Rewrite each line of the data from the line containing "[mark] the small" through the end of the data, both ends included. Multiply every x and y coordinate inside the point tags by 0.55 and round to whole numbers, halves up, leaving all other text unchanged.
-- begin --
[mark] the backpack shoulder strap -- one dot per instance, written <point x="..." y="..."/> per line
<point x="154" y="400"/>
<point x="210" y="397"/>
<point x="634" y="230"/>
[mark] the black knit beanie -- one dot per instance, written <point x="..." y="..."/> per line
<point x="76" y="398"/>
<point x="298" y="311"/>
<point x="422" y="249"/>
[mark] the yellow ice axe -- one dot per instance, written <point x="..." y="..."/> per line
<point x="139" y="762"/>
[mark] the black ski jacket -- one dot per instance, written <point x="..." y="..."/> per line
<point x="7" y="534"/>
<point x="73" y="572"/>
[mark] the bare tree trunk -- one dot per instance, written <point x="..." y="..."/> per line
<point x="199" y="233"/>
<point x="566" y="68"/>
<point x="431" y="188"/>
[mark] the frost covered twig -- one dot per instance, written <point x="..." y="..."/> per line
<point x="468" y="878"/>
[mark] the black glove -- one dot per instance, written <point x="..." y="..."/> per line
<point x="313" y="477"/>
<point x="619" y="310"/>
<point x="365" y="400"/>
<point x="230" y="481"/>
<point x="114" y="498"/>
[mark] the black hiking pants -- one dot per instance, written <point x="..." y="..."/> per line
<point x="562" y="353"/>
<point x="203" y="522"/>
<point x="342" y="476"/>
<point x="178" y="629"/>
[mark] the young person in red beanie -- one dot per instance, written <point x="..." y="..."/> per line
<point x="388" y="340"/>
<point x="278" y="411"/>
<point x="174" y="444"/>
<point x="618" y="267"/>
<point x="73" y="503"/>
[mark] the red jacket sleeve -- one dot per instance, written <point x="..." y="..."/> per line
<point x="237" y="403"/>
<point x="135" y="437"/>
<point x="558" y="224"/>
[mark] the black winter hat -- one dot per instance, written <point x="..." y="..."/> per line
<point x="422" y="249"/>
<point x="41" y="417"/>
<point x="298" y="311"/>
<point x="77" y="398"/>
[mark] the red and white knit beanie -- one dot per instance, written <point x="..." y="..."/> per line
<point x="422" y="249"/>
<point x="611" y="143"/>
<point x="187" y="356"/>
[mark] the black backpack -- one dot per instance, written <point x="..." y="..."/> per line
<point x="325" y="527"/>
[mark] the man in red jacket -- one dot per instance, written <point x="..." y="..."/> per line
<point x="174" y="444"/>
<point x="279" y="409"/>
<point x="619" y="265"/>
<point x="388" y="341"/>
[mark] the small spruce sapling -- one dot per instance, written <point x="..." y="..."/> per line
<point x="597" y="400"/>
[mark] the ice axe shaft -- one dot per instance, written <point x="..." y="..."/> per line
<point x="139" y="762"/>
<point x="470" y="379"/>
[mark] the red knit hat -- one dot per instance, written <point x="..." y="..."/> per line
-- end --
■ FINISHED EXERCISE
[mark] the small spruce sapling -- one dot per instance, written <point x="..." y="..."/> per line
<point x="328" y="220"/>
[mark] the ice axe shaft -- one dot per instance, written <point x="..." y="..."/> per line
<point x="76" y="419"/>
<point x="259" y="208"/>
[mark] the red knit hat -- one dot per instance, written <point x="..." y="..."/> per line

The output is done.